- **Set task**
Begin at the line that contains "the woman's forehead" and repeat every line from there to the end of the records below, inclusive, without adding any other line.

======== Supplied material

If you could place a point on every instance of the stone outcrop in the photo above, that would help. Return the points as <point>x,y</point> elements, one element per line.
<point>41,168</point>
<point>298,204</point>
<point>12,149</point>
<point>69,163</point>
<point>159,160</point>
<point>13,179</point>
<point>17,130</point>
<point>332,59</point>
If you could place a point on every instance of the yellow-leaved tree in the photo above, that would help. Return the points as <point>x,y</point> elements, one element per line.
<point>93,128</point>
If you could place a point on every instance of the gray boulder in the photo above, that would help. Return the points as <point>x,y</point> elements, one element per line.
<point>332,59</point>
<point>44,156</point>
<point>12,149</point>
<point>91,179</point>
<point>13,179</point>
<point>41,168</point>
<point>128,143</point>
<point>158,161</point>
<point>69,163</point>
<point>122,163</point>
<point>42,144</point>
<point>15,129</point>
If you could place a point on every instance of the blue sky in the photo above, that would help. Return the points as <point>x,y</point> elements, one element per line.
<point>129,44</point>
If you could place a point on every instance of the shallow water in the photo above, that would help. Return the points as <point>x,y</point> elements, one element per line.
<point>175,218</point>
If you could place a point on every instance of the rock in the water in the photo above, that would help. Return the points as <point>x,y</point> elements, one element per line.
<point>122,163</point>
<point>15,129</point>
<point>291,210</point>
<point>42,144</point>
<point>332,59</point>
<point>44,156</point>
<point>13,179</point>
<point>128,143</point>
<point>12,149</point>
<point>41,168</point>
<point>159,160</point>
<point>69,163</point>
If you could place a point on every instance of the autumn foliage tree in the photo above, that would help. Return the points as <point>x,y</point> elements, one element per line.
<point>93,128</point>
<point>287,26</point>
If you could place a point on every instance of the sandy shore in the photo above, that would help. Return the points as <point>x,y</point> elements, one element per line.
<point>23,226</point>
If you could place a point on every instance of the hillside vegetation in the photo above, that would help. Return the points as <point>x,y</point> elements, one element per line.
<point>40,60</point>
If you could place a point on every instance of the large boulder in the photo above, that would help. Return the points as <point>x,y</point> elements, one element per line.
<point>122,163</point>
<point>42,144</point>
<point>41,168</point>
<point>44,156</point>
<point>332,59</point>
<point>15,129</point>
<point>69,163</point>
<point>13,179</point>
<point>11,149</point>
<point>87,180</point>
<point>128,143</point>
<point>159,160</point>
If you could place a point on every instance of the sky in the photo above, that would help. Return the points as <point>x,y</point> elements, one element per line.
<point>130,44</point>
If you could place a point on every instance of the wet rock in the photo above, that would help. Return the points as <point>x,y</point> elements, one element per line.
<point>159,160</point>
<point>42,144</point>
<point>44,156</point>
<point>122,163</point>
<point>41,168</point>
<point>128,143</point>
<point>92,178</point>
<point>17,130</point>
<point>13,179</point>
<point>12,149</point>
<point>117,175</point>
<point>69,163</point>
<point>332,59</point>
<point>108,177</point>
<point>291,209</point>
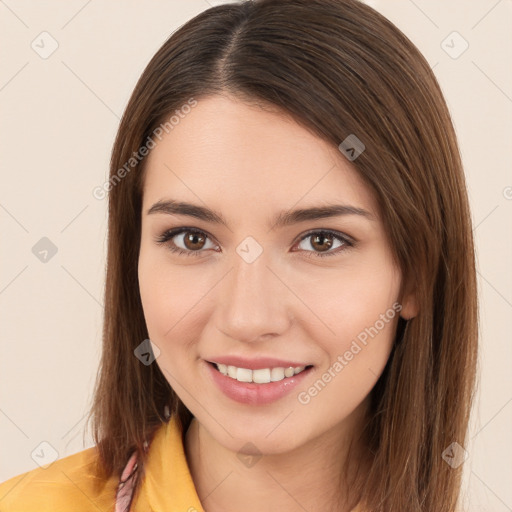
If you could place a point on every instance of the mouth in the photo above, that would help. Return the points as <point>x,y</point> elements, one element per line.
<point>260,375</point>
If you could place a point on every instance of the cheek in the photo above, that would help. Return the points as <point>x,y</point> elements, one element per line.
<point>346,301</point>
<point>172,297</point>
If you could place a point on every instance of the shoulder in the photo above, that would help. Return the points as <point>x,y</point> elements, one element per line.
<point>70,483</point>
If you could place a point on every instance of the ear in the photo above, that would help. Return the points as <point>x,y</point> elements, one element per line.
<point>409,305</point>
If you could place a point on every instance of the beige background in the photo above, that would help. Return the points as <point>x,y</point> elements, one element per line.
<point>59,119</point>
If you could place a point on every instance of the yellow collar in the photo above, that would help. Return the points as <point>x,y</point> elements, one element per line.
<point>168,484</point>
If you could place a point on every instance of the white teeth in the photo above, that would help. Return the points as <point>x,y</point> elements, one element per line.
<point>260,376</point>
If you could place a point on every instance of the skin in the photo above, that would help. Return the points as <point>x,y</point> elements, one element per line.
<point>249,163</point>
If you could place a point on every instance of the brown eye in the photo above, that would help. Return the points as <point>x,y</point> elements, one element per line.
<point>193,240</point>
<point>322,242</point>
<point>186,241</point>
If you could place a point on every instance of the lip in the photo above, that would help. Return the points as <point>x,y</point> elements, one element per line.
<point>251,393</point>
<point>256,363</point>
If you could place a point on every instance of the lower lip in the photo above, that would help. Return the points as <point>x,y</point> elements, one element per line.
<point>255,394</point>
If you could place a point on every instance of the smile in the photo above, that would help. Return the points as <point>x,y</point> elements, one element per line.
<point>259,376</point>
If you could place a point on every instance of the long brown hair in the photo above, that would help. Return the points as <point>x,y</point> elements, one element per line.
<point>339,68</point>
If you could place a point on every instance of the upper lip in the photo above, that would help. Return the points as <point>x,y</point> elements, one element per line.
<point>256,363</point>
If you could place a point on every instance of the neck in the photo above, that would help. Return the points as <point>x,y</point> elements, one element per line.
<point>310,477</point>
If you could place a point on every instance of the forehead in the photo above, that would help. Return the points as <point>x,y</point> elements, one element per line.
<point>226,152</point>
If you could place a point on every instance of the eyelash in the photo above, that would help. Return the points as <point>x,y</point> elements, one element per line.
<point>171,233</point>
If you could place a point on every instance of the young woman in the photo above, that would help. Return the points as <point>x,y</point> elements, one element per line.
<point>291,310</point>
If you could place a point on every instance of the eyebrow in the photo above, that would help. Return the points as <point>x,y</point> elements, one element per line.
<point>284,218</point>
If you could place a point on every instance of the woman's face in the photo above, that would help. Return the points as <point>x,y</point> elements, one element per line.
<point>258,287</point>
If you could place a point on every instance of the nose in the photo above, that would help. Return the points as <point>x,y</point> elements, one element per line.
<point>253,303</point>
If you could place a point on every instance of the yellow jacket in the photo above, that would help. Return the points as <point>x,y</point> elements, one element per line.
<point>69,484</point>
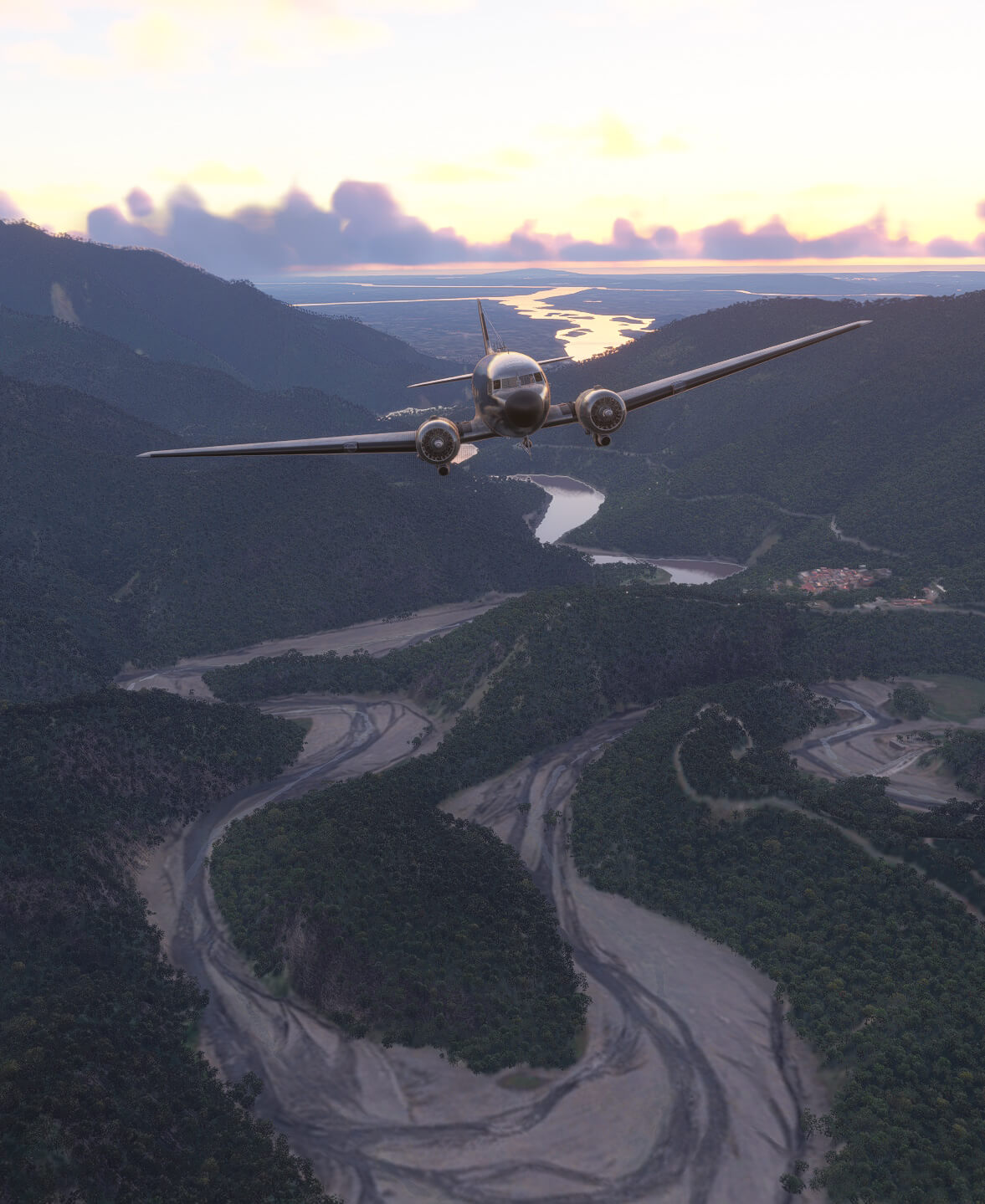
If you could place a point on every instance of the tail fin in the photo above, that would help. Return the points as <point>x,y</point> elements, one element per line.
<point>487,345</point>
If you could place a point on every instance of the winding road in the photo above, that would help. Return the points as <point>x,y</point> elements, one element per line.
<point>689,1086</point>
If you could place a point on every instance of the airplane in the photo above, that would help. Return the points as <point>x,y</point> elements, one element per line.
<point>512,397</point>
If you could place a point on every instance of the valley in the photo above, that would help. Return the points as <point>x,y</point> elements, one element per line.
<point>689,1085</point>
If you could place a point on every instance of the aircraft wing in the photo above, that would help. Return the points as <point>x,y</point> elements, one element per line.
<point>659,390</point>
<point>387,441</point>
<point>390,441</point>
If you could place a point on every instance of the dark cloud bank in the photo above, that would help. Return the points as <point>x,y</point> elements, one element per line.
<point>365,225</point>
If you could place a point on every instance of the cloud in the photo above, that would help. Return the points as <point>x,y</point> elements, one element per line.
<point>617,140</point>
<point>457,173</point>
<point>8,211</point>
<point>729,240</point>
<point>364,224</point>
<point>139,203</point>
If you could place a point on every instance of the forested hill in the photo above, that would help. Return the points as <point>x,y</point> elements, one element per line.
<point>172,310</point>
<point>105,557</point>
<point>200,405</point>
<point>883,428</point>
<point>100,1094</point>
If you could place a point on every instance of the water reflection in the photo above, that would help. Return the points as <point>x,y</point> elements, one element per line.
<point>586,334</point>
<point>573,502</point>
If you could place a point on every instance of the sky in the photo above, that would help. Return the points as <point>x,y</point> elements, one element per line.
<point>266,135</point>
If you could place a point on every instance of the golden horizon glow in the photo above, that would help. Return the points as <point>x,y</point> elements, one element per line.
<point>686,115</point>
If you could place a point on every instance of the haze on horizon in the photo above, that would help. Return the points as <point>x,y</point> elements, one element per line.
<point>264,136</point>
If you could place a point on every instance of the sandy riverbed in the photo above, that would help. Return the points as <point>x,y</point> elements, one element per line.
<point>869,740</point>
<point>690,1083</point>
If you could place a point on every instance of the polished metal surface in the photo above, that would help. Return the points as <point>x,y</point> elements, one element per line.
<point>600,411</point>
<point>512,399</point>
<point>510,392</point>
<point>439,441</point>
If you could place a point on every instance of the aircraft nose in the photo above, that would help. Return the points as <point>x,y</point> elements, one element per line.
<point>524,409</point>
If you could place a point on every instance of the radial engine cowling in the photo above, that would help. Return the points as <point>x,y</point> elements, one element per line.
<point>439,442</point>
<point>601,412</point>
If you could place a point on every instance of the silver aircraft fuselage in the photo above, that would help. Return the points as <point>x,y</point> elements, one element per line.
<point>510,392</point>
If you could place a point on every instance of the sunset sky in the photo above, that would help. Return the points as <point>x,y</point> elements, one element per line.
<point>578,124</point>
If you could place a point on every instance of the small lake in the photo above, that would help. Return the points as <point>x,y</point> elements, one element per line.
<point>573,502</point>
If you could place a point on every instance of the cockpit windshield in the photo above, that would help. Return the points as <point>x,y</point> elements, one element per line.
<point>515,382</point>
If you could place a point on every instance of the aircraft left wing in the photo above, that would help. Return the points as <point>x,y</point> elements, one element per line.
<point>390,441</point>
<point>386,441</point>
<point>669,387</point>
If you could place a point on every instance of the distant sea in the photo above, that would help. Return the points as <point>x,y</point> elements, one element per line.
<point>546,310</point>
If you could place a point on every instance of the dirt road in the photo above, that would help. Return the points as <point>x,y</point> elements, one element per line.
<point>689,1085</point>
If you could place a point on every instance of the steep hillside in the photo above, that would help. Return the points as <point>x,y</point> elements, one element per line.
<point>202,405</point>
<point>884,429</point>
<point>101,1096</point>
<point>172,310</point>
<point>105,557</point>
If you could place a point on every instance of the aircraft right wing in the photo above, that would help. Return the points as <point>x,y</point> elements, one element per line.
<point>669,387</point>
<point>658,390</point>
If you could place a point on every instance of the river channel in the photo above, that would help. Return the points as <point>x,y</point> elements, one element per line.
<point>573,502</point>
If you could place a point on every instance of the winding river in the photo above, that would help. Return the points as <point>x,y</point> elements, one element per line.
<point>690,1084</point>
<point>573,502</point>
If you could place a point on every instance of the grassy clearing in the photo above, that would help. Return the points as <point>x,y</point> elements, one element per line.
<point>957,699</point>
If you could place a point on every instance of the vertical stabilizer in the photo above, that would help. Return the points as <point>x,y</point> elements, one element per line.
<point>487,345</point>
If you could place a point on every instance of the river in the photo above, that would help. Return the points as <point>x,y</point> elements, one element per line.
<point>690,1083</point>
<point>573,502</point>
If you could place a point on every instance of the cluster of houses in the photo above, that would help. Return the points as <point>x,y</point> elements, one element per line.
<point>819,581</point>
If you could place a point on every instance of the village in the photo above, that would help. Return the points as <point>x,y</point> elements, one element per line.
<point>822,581</point>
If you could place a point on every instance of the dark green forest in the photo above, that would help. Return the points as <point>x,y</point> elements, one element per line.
<point>881,428</point>
<point>107,559</point>
<point>395,920</point>
<point>400,921</point>
<point>100,1096</point>
<point>172,310</point>
<point>623,646</point>
<point>880,971</point>
<point>562,658</point>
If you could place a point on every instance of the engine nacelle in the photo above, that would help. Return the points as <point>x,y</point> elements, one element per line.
<point>439,442</point>
<point>601,412</point>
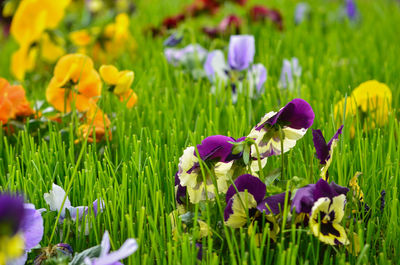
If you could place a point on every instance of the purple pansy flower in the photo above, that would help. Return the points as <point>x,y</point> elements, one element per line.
<point>294,119</point>
<point>238,67</point>
<point>302,12</point>
<point>325,150</point>
<point>291,71</point>
<point>217,153</point>
<point>324,203</point>
<point>113,258</point>
<point>21,228</point>
<point>173,40</point>
<point>242,204</point>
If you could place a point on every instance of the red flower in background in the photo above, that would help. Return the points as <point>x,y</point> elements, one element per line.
<point>173,21</point>
<point>262,13</point>
<point>229,25</point>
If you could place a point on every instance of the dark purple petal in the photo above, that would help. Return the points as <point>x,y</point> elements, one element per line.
<point>302,12</point>
<point>320,146</point>
<point>336,136</point>
<point>275,203</point>
<point>252,184</point>
<point>323,189</point>
<point>228,209</point>
<point>297,114</point>
<point>217,148</point>
<point>241,51</point>
<point>181,191</point>
<point>199,246</point>
<point>32,226</point>
<point>12,212</point>
<point>339,189</point>
<point>351,9</point>
<point>173,40</point>
<point>303,199</point>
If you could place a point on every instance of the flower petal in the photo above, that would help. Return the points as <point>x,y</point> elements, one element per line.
<point>241,51</point>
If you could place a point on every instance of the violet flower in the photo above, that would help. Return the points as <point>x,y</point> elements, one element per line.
<point>21,228</point>
<point>217,153</point>
<point>173,40</point>
<point>325,150</point>
<point>324,204</point>
<point>251,204</point>
<point>113,258</point>
<point>282,128</point>
<point>55,198</point>
<point>291,71</point>
<point>351,9</point>
<point>238,68</point>
<point>302,12</point>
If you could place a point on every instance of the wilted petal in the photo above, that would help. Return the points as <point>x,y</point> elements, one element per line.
<point>215,66</point>
<point>303,199</point>
<point>55,198</point>
<point>274,203</point>
<point>217,148</point>
<point>252,184</point>
<point>32,227</point>
<point>257,76</point>
<point>241,51</point>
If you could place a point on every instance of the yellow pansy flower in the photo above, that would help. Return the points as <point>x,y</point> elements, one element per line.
<point>371,100</point>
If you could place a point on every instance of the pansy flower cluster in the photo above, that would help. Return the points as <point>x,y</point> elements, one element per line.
<point>22,228</point>
<point>229,170</point>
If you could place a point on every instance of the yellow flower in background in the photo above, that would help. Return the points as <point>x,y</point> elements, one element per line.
<point>372,101</point>
<point>13,102</point>
<point>32,18</point>
<point>75,82</point>
<point>120,83</point>
<point>115,40</point>
<point>51,48</point>
<point>82,39</point>
<point>11,248</point>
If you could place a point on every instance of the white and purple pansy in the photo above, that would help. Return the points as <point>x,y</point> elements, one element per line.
<point>55,198</point>
<point>245,202</point>
<point>324,203</point>
<point>238,68</point>
<point>291,72</point>
<point>21,228</point>
<point>325,150</point>
<point>187,56</point>
<point>351,9</point>
<point>113,258</point>
<point>282,129</point>
<point>216,153</point>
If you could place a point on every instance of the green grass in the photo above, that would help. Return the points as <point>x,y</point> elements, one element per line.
<point>134,172</point>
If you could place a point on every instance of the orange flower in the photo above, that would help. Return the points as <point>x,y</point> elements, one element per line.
<point>96,126</point>
<point>129,97</point>
<point>13,102</point>
<point>75,82</point>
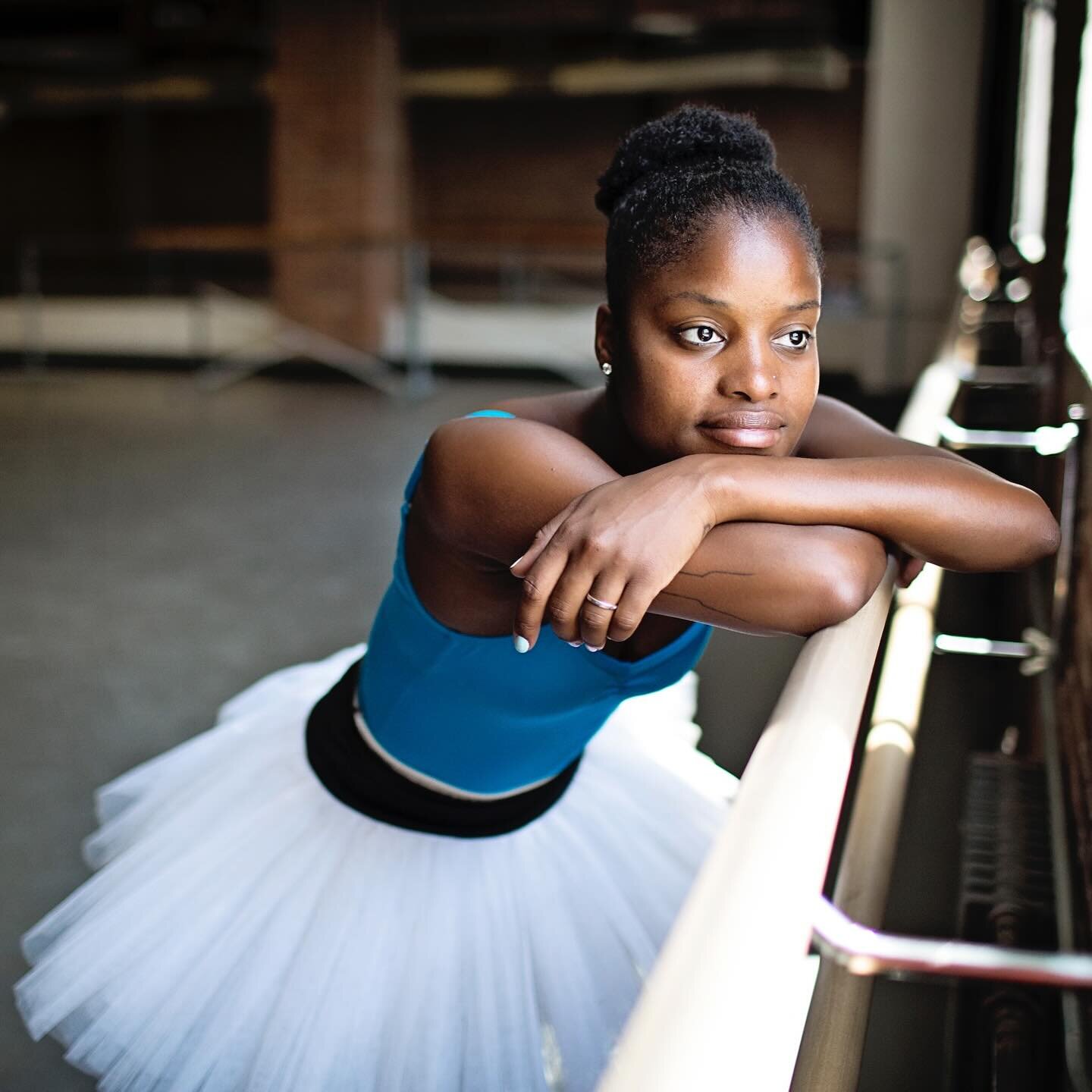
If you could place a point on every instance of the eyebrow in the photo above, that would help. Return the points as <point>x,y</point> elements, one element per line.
<point>807,305</point>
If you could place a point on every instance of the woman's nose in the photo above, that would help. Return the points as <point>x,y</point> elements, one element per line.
<point>749,372</point>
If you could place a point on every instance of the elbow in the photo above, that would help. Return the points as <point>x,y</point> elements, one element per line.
<point>1037,536</point>
<point>1049,538</point>
<point>851,569</point>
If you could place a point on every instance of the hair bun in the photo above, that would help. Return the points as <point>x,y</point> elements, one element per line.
<point>692,134</point>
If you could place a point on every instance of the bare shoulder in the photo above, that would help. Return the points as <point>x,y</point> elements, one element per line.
<point>563,411</point>
<point>838,431</point>
<point>488,483</point>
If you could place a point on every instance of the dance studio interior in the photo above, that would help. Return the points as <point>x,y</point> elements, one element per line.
<point>253,253</point>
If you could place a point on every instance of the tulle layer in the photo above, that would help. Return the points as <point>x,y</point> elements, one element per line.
<point>246,932</point>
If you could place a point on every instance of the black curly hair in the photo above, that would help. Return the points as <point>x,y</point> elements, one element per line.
<point>670,176</point>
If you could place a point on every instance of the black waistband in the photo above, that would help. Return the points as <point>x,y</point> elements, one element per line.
<point>353,772</point>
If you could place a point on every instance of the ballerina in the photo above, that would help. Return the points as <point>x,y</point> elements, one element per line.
<point>447,861</point>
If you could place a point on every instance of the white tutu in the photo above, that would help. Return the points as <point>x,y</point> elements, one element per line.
<point>246,932</point>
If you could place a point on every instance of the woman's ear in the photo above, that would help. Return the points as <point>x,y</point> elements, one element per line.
<point>604,335</point>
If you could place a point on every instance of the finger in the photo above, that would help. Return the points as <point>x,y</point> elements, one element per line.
<point>595,620</point>
<point>567,602</point>
<point>541,538</point>
<point>538,590</point>
<point>632,607</point>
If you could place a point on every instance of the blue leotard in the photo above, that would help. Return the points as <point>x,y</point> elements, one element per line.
<point>473,714</point>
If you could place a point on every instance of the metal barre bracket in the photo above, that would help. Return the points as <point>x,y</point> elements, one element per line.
<point>1045,441</point>
<point>868,952</point>
<point>1035,652</point>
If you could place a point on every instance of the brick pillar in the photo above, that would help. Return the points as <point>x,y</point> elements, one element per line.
<point>340,185</point>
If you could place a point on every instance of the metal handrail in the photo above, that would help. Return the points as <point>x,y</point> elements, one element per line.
<point>712,1014</point>
<point>833,1034</point>
<point>865,951</point>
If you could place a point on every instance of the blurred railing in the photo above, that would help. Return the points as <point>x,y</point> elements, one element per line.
<point>733,1000</point>
<point>452,304</point>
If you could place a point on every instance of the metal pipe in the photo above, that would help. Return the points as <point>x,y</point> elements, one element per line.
<point>714,1012</point>
<point>864,951</point>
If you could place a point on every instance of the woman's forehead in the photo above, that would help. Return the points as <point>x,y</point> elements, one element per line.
<point>736,260</point>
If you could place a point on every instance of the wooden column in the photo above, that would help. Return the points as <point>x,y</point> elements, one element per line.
<point>340,186</point>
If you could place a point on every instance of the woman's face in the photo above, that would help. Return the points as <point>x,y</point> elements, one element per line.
<point>717,353</point>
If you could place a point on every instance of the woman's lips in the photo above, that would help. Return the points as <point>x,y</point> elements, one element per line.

================

- **Result of the task**
If you could place a point on every instance of the woman's forehead in the photo above, that would help. Return the points as <point>x,y</point> elements, one element per line.
<point>736,260</point>
If you could place a point on every instance of the wooden column in the photo above, that would help. Return the points as <point>x,y</point> elements, one element per line.
<point>340,186</point>
If you could place a point on every instance of the woman's face in the photo above, that would help. Return the points as <point>x,y</point> elements, one element per line.
<point>717,353</point>
If you could place a point on every instance of the woman's lips in the photo above, that would help. Return the points as <point>x,y</point> elements, one element per line.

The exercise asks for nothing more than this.